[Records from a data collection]
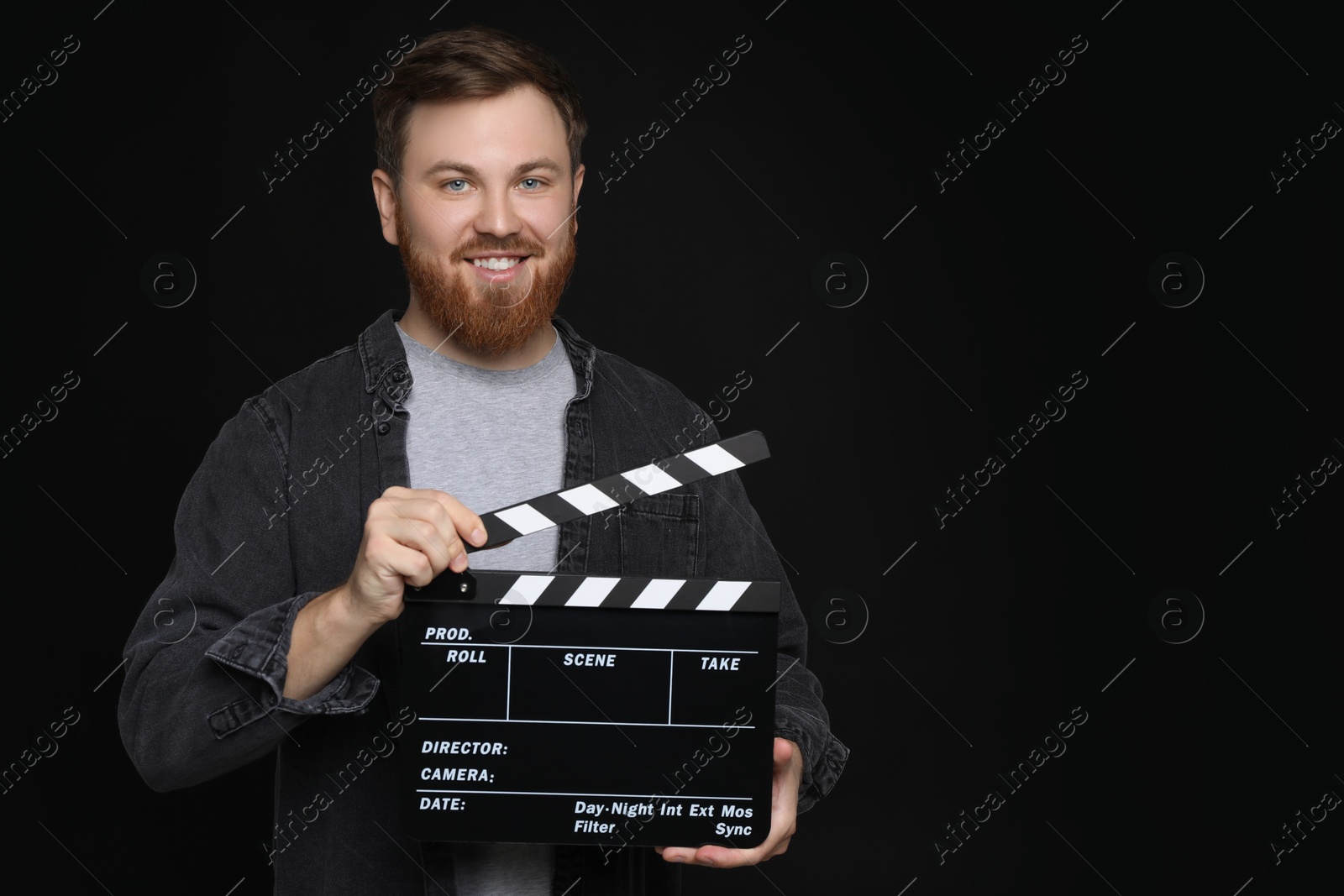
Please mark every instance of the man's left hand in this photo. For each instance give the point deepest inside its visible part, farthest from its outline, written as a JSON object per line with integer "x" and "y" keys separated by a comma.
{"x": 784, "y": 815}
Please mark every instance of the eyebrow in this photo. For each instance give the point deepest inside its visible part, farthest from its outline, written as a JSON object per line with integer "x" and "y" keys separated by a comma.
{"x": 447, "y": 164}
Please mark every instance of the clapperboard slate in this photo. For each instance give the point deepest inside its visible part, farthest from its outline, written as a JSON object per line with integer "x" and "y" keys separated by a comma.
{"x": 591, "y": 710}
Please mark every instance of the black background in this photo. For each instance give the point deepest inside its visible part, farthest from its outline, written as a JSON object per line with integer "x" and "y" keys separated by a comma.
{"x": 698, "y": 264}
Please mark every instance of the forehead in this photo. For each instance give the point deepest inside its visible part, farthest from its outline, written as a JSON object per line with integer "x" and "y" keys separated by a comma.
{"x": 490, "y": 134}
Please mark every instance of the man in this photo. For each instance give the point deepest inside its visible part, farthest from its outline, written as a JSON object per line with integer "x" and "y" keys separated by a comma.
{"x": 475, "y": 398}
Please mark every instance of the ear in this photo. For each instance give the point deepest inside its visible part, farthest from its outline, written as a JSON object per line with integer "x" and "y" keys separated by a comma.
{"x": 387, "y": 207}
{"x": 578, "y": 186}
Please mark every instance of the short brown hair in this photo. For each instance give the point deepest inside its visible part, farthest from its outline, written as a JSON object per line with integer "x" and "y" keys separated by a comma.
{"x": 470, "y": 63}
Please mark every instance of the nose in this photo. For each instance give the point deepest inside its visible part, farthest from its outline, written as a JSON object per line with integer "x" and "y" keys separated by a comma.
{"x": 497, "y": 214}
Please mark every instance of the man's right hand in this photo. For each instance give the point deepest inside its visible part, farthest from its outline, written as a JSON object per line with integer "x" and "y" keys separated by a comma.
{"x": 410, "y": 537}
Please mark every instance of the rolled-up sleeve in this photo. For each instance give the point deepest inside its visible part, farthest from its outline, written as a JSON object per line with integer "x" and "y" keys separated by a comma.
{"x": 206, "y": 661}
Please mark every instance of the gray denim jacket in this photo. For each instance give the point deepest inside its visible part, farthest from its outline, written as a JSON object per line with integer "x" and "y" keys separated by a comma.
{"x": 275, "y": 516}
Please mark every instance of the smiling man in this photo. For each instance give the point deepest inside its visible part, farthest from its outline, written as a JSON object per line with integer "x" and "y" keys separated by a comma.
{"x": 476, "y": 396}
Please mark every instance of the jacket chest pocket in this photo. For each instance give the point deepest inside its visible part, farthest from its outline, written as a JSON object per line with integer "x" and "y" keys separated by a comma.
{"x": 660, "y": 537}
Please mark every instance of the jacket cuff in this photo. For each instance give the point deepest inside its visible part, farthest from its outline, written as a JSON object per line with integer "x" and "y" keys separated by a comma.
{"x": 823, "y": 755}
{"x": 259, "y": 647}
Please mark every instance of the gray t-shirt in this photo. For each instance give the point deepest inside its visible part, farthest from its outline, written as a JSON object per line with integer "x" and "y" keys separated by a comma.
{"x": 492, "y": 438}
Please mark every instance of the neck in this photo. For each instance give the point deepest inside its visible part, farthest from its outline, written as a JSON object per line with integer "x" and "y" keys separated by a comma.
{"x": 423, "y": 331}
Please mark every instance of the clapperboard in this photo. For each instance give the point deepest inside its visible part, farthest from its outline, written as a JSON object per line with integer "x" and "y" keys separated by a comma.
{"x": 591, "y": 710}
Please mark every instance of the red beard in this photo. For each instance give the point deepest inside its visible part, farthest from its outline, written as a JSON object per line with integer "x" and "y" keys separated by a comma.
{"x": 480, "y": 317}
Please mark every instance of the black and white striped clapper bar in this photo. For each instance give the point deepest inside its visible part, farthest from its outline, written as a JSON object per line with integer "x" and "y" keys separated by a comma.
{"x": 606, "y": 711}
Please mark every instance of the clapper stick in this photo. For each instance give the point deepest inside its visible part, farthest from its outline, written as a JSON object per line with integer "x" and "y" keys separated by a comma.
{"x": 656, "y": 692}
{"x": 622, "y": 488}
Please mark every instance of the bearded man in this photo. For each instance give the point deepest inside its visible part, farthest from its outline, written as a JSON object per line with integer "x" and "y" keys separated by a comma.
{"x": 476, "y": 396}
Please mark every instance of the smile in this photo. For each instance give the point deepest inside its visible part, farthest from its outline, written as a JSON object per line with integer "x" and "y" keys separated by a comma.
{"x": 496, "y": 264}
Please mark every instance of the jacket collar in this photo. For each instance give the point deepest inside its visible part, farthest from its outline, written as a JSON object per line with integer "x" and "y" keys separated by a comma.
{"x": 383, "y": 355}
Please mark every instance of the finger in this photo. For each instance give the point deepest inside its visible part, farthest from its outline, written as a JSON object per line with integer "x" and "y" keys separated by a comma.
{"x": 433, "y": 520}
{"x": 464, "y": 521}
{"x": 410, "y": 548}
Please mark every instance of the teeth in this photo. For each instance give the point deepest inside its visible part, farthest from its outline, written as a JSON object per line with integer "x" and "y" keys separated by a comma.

→ PROMPT: Find "Please mark every instance of the clapper stick" in the data above, then repeat that line and all lines after it exactly, ending with the final line.

→ THE ANSWER:
Please mark every instance of the clapper stick in this photo. For each instance give the point deepest inside its visible part, farthest from its outline, written as a JSON object per line with integer "x" and "y" keys separated by a comma.
{"x": 656, "y": 692}
{"x": 622, "y": 488}
Please mark every instance of the bearded man in this photo. For each instance give the point deepest inside its visible part, farthest from its outline, written as a JSON object per line with integer "x" and "y" keys separated by a comma.
{"x": 476, "y": 396}
Please mark every instance of the smile in this photo. For each instance give the point deepest inside its visible part, farthest from its outline, written as a JSON object per line with integer "x" and "y" keys separated by a comma.
{"x": 496, "y": 264}
Please mark every instance of the jacket collar in this photo. For each instance give the point deepest inside its visible part, farthest from its outline, written as a JSON object per line with integer "x" and "y" keys separated by a comma.
{"x": 383, "y": 355}
Please mark every instance of the finger in this photo. For each instance give the point deepest inside its visible part, farthest from its outline, written as a JSON object per line with integer "x" and "y" keys separated by a comma.
{"x": 433, "y": 520}
{"x": 464, "y": 521}
{"x": 410, "y": 548}
Please mark every instance of the teeth in this photo. For each instance give the point deepest inside its visible part, farthest from its outline, written as a JSON object per line with integer "x" and "y" keys separated by a comma.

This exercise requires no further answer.